◆ Aim of the exercise ◆
In every item below, rename "crop scouting" to "field survey" and reproduce the lines with nothing else altered.

— BEGIN —

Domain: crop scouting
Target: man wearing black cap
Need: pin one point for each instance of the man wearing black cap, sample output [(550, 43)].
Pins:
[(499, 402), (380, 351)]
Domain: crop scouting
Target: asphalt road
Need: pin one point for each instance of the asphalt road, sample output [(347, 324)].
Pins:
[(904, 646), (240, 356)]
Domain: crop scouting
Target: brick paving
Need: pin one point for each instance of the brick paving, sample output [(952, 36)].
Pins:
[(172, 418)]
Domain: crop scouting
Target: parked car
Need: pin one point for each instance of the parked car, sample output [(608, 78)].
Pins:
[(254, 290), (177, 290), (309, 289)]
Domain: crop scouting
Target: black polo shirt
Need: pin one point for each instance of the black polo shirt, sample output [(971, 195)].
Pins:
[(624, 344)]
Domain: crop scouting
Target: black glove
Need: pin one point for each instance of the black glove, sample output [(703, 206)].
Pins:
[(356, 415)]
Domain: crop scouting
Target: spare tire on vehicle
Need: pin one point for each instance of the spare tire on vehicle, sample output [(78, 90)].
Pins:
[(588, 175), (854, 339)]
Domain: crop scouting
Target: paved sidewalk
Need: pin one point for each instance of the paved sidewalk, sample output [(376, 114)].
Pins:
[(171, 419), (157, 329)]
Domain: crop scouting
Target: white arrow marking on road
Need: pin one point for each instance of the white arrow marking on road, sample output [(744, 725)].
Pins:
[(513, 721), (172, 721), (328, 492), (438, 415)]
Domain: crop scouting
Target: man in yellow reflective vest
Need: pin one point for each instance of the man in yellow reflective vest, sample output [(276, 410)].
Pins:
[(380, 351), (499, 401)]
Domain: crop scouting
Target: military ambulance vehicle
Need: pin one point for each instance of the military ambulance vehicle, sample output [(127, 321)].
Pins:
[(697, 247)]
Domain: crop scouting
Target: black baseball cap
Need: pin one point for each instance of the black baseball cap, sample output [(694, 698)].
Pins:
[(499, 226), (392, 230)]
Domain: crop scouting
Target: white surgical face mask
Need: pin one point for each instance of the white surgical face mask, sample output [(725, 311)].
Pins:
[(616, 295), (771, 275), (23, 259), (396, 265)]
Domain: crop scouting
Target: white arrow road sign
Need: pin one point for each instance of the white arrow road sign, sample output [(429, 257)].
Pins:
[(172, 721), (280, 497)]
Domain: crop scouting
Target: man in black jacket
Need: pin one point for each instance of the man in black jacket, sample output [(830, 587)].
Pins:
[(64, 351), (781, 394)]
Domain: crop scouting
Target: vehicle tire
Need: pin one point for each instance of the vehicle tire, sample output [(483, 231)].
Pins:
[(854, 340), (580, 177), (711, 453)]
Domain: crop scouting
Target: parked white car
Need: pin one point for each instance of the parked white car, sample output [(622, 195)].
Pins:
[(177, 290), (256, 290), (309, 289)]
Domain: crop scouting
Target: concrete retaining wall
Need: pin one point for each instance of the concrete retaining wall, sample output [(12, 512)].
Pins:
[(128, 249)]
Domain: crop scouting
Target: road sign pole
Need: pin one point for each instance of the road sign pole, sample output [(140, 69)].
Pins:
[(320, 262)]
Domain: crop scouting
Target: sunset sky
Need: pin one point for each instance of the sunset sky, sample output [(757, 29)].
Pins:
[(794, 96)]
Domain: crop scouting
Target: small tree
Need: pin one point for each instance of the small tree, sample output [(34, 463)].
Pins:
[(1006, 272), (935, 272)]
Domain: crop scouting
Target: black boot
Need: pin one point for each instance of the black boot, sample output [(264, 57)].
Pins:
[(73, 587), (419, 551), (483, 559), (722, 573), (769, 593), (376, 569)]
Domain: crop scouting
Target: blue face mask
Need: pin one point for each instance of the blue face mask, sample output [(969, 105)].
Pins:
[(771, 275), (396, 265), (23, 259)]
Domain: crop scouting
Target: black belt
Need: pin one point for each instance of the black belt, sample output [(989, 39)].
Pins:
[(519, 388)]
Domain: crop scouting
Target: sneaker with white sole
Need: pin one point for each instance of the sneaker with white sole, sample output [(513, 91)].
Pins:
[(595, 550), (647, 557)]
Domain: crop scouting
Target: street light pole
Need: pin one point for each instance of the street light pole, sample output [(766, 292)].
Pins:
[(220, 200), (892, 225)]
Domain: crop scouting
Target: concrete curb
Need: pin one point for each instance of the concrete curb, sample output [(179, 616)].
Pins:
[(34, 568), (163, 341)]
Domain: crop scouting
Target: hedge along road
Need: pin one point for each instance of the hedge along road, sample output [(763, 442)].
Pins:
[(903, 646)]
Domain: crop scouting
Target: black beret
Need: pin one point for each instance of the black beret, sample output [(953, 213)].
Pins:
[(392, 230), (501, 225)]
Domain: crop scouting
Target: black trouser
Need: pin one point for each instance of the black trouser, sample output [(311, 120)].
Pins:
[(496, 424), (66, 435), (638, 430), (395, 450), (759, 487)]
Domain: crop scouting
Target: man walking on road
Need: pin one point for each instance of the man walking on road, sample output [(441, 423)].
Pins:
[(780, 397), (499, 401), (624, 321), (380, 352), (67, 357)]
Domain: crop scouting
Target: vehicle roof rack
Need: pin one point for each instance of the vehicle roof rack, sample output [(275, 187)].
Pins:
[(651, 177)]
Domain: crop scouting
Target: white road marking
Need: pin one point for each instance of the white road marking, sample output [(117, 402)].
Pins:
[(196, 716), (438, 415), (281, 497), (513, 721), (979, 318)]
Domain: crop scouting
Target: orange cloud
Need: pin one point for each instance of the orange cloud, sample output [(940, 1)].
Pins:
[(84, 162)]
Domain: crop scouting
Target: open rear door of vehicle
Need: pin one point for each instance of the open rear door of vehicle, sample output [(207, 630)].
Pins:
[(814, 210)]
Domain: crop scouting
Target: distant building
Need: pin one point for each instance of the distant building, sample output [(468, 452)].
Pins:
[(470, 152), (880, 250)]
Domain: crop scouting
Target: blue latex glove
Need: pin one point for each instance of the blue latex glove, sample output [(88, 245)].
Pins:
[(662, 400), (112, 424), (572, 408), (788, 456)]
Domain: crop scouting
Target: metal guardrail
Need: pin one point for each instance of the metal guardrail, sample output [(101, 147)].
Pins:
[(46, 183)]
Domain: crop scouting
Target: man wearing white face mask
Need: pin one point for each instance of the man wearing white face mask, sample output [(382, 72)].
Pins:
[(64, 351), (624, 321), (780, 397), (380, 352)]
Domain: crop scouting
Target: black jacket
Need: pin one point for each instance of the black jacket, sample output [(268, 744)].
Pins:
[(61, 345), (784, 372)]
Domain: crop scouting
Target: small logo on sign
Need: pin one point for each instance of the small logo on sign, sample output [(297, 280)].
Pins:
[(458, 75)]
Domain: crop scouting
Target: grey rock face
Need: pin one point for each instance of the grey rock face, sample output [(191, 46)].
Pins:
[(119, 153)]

— END —

◆ In response ◆
Domain: field survey
Target: man wearing black cap
Need: pin one point for each instance of the man wearing black cap, sample output [(550, 43)].
Pins:
[(499, 402), (380, 351)]
Domain: field survey
Target: asphalt road
Need: pin one point for each instance of the asphalt road, sample output [(347, 324)].
Pins:
[(904, 646), (240, 356)]
Domain: field survey
Target: brick paving
Need: pin one point for each instance of the brick paving, sample output [(952, 36)].
Pins:
[(172, 418)]
Domain: field survey
Target: parked car
Need: pin one point for each instance of the parked car, sample output [(608, 78)].
Pins:
[(254, 290), (177, 290), (309, 289)]
Domain: field survey
Target: black polo shirt
Need: pin one point for each instance of the black polo shirt, sample output [(971, 195)].
Pins:
[(624, 344)]
Domain: field survey
Target: black glove
Need: pin one point for each instance of the black glove, sample output [(703, 206)].
Pins:
[(356, 415)]
Domain: field survey
Target: spare tire on vehicle
Need: pin one point for each instance of the spare tire on vehicle, sample output [(78, 90)].
Pins:
[(588, 175), (854, 339)]
Domain: field survey
Target: paved sidewalk
Need: pin one point for each instance of the paved sidewalk, sample output [(376, 114)].
Pins:
[(171, 419), (157, 329)]
Domain: field survey
Target: white arrow marking on road
Need: pin one point for each instance of the white arrow marking on road, sample output [(744, 725)].
Pins:
[(513, 721), (172, 721), (328, 492), (438, 415)]
Domain: field survey
Target: man in yellow reflective vest
Need: pin one point for each instance of the man in yellow reflective vest, sample output [(276, 410)].
Pins:
[(380, 351), (499, 401)]
Domain: field survey
Target: military ambulance vehicle
Need: pin one point for each instance of the military ambulance vehicle, sample output [(127, 321)].
Pins:
[(697, 247)]
Domain: field survey
Target: black baseball cap
Need: pin one point for each instance of the black baseball cap, sample output [(694, 698)].
Pins:
[(499, 226), (392, 230)]
Domain: field survey
Target: white surgical face mask
Need: pin one point for each instance of the white surgical face mask, sample output [(725, 311)].
Pins:
[(616, 295), (771, 275), (23, 259), (396, 265)]
Domain: field survey
Target: white arrow road sign
Need: pin one point for each instance of the white arrow road sign, sample output [(429, 257)].
Pins:
[(172, 721), (280, 497)]
Domain: field survey
Target: man in black jacket
Need: pin one point for each instance of the man in black jacket, sample output [(830, 587)].
Pins:
[(64, 351), (781, 394)]
Domain: field survey
Target: vehicle tire
Need: pin one point for each instance of the vehicle tire, sample output [(483, 231)].
Pins:
[(854, 340), (580, 177), (711, 453)]
Domain: field survey
Target: parked white car
Need: pin one point for each instance of the parked white car, sample output [(622, 195)].
Pins:
[(177, 290), (256, 290), (309, 289)]
Domain: field survey
Target: concrete retaining wall
Need: pin one point for each instance of the concrete retaining wall, sample output [(12, 512)].
Pins:
[(128, 249)]
Domain: field survey
Target: road sign pole
Need: pin one point for each instance of the road sign pole, sample output [(140, 69)].
Pins:
[(320, 262)]
Domain: field survey
Target: sunset sky
Need: pin one point for each instance of the sunset sky, sample output [(757, 29)].
Pins:
[(794, 96)]
Domain: field survey
Target: small tree
Need: pin one point for each instance of the small tree, sample output [(34, 463)].
Pins:
[(1006, 272), (935, 272)]
Domain: field survey
Target: black boot
Need: pin one point for each instance of the black boot, sample output [(264, 57)].
Pins:
[(73, 587), (419, 551), (483, 559), (722, 573), (769, 593), (376, 569)]
Domain: field survey
Target: blue face mask
Need: pin one point for each instance of the blue face mask, sample output [(969, 105)].
Pins:
[(771, 275), (396, 265), (23, 259)]
Domain: field survey
Target: black belt
Need: pin one point for each instance of the black belt, sample output [(989, 39)].
Pins:
[(519, 388)]
Domain: field survey
Target: sneaker with white sole
Need: pin one point for each instance of the sneaker with white sole, sample output [(513, 91)].
Pins:
[(595, 550), (647, 557)]
Domain: field survey
Target: street light pole
Need: pin one point for each instance of the street light pole, sample output [(766, 292)].
Pins:
[(220, 200), (892, 225)]
Domain: field survey
Target: concrete curb
Need: pin one point for each instance of the concrete curb, sample output [(179, 616)].
Pins:
[(34, 568), (163, 341)]
Domain: field survey
Target: hedge along road
Need: pin one point for each instance of the hedge along road, sample output [(763, 442)].
Pins:
[(903, 646)]
Domain: field survey
Target: black beret
Need: pin one point for each instance of the black beret, sample output [(953, 213)].
Pins:
[(392, 230), (501, 225)]
Domain: field survey
Target: black trouser
Need: pin one point for each instance of the black trouser, sample output [(311, 120)].
Pins:
[(496, 424), (66, 435), (638, 430), (395, 450), (759, 487)]
Domain: field survey
Target: man walking on road
Need: pin one point for each instance of the man walking on road, sample output [(441, 423)].
Pins:
[(780, 397), (499, 401), (624, 321), (380, 352), (67, 357)]
Domain: field survey
Target: vehicle roof rack
Need: pin one point for each instance of the vehicle roof rack, sample output [(275, 187)].
Pins:
[(651, 177)]
Domain: field survey
Target: white road marking
Need: pin one point for each instance of the white road marking, sample output [(117, 402)].
Pins:
[(196, 716), (438, 415), (281, 497), (513, 721), (979, 318)]
Domain: field survey
Target: orange cloud
Need: pin one point for each instance of the orange cloud, sample output [(940, 1)].
Pins:
[(84, 162)]
Domain: field survey
Target: open rear door of vehicle
Need: pin one point for each instance of the open rear door of vehicle, sample output [(207, 630)].
Pins:
[(814, 210)]
Domain: field survey
Target: distant building
Need: pin one point for each instance of the distant building, sample output [(468, 452)].
Pins:
[(470, 152), (880, 250)]
Domain: field survey
Target: blue latex glove
Need: pin one point for each instance of the blue latex glove, sample output [(88, 245)].
Pins:
[(662, 400), (112, 424), (572, 408), (788, 456)]
Domain: field survey
Target: metal guardrail
Need: pin one point for each instance of the metal guardrail, sample output [(101, 147)].
Pins:
[(46, 183)]
Domain: field survey
Target: man wearing white face mask
Need: pin one point for each instance of the man wearing white face mask, sample output [(382, 72)].
Pins:
[(64, 351), (624, 321), (780, 397), (380, 352)]
Domain: field survey
Target: black jacket
Need: pin one point for each instance of the black jacket, sample output [(268, 744)].
Pins:
[(61, 345), (784, 372)]
Domain: field survey
Target: small logo on sign
Need: pin one point for each instance of the small logo on sign, sample output [(297, 280)].
Pins:
[(458, 75)]
Domain: field survey
Target: grey rock face
Need: pin one point for each instance of the grey rock face, sample output [(191, 46)].
Pins:
[(119, 153)]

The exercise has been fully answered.